▶ **Aim of the exercise**
In everything from the line containing "Locate the white sandy" down to the end of the listing, switch "steep cliff edge" to "sheer cliff edge" and give those lines again with nothing else changed.

[Dataset rows showing where objects appear]
** START **
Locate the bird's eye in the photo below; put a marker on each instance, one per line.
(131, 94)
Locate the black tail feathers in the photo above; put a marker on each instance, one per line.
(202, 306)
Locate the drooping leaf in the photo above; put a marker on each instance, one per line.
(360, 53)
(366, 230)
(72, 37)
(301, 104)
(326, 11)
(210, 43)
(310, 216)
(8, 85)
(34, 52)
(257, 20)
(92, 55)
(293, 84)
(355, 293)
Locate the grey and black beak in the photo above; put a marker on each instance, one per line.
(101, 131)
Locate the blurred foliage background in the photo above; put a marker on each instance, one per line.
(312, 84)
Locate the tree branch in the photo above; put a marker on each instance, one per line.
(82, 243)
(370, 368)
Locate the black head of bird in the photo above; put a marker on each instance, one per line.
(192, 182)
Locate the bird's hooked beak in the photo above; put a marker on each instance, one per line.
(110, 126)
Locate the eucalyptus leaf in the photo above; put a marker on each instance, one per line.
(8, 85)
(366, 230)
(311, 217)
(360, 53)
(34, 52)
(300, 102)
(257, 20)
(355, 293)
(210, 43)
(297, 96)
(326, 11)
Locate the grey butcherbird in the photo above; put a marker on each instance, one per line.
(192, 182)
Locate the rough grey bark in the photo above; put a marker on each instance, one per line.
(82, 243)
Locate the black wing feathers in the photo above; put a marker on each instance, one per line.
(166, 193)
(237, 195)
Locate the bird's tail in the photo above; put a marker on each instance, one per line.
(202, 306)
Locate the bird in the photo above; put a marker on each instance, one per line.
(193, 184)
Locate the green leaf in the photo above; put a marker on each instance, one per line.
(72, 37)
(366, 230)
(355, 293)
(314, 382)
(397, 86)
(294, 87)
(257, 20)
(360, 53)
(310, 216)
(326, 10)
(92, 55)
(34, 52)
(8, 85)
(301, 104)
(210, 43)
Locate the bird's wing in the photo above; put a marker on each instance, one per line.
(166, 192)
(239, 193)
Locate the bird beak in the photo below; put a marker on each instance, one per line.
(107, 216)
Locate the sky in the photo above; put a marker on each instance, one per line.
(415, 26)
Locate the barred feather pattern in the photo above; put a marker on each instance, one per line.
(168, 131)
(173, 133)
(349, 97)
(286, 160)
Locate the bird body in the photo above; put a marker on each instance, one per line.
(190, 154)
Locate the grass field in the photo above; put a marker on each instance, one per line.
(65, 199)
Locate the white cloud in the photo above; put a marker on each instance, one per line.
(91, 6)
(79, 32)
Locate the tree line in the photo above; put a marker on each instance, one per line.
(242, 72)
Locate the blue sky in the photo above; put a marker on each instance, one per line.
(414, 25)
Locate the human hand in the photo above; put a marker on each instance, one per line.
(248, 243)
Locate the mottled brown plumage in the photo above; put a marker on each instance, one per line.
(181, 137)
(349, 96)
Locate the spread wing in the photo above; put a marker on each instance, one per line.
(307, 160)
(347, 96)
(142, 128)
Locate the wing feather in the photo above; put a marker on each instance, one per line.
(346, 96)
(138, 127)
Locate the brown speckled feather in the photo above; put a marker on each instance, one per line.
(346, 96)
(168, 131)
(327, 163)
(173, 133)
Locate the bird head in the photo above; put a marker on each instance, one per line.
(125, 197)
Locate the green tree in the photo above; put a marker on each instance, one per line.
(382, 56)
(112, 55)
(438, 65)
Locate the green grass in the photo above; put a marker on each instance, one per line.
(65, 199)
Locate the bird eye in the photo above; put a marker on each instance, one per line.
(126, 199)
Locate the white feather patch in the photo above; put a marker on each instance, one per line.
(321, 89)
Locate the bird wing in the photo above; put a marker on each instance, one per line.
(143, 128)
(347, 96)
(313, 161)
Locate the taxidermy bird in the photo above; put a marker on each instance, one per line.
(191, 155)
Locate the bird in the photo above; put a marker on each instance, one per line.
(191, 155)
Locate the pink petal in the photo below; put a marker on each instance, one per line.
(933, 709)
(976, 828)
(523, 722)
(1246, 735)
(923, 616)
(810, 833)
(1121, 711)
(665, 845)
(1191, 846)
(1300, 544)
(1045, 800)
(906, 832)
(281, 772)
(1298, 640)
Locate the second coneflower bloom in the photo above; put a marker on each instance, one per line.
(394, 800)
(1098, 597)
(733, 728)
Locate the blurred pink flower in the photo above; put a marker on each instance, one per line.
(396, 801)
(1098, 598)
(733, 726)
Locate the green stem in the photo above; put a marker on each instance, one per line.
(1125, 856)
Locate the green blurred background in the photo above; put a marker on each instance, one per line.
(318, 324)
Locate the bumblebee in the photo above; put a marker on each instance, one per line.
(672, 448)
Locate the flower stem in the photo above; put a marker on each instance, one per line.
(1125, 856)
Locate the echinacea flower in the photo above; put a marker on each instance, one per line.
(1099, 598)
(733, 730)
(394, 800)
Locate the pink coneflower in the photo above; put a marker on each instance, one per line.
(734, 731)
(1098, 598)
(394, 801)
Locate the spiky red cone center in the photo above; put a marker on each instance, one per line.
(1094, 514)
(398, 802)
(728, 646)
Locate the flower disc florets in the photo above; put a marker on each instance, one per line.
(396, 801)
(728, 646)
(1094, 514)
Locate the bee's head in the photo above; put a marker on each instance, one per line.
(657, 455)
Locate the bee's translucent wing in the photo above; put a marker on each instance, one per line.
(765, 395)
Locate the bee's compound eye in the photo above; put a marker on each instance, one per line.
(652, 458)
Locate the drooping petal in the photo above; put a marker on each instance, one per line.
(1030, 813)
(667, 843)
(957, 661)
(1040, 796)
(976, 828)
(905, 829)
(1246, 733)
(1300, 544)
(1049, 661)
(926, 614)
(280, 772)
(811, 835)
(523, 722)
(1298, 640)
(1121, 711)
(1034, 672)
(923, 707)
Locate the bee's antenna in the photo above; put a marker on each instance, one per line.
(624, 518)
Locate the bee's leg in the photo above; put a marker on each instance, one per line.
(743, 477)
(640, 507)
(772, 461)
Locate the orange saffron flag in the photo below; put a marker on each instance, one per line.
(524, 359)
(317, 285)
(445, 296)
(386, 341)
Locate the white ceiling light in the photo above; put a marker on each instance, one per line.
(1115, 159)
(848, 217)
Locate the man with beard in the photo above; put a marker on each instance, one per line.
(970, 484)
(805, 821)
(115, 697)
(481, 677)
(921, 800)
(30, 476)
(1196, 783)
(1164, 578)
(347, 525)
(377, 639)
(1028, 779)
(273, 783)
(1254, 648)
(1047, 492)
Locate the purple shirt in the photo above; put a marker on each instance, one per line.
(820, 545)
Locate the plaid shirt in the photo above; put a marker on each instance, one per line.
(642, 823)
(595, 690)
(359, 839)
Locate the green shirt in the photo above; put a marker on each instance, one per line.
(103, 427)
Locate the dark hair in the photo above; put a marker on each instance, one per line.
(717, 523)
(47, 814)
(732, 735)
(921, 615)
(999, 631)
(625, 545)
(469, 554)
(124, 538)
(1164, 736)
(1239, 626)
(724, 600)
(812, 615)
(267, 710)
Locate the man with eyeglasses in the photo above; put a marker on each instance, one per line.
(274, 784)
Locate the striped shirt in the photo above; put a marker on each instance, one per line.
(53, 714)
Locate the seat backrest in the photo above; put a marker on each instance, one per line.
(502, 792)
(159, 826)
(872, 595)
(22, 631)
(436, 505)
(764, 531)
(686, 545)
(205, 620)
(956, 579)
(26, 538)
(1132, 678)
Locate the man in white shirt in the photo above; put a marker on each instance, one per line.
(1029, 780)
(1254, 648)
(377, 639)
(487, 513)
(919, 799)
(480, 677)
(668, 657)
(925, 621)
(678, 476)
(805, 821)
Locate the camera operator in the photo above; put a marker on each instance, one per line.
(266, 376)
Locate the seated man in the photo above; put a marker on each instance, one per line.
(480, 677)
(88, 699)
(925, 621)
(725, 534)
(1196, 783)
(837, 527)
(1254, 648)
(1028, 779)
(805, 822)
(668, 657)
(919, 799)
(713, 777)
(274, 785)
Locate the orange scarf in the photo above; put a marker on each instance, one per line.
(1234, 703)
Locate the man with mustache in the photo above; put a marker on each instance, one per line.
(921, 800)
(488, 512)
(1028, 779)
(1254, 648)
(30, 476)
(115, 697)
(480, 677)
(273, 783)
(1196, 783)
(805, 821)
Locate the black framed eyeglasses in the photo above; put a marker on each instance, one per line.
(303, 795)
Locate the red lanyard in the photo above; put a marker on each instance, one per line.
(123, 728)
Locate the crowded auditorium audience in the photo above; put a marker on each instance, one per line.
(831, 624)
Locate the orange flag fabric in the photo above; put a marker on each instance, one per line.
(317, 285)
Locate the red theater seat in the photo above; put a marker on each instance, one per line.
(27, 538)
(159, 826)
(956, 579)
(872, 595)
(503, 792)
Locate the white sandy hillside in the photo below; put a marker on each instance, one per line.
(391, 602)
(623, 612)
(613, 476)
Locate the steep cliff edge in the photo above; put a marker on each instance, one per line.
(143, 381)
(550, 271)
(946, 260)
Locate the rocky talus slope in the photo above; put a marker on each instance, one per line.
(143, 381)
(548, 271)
** END **
▶ **Written reply**
Locate the white sandy hillside in the photo below; put a marker on each instance, one per line.
(391, 602)
(623, 612)
(613, 476)
Locate the sheer cliff edge in the photo above; put a marker on each instance, one per line.
(143, 381)
(550, 271)
(946, 260)
Locate the rocky talus slope in the photo above; put a marker on each instance, one per line.
(143, 381)
(548, 271)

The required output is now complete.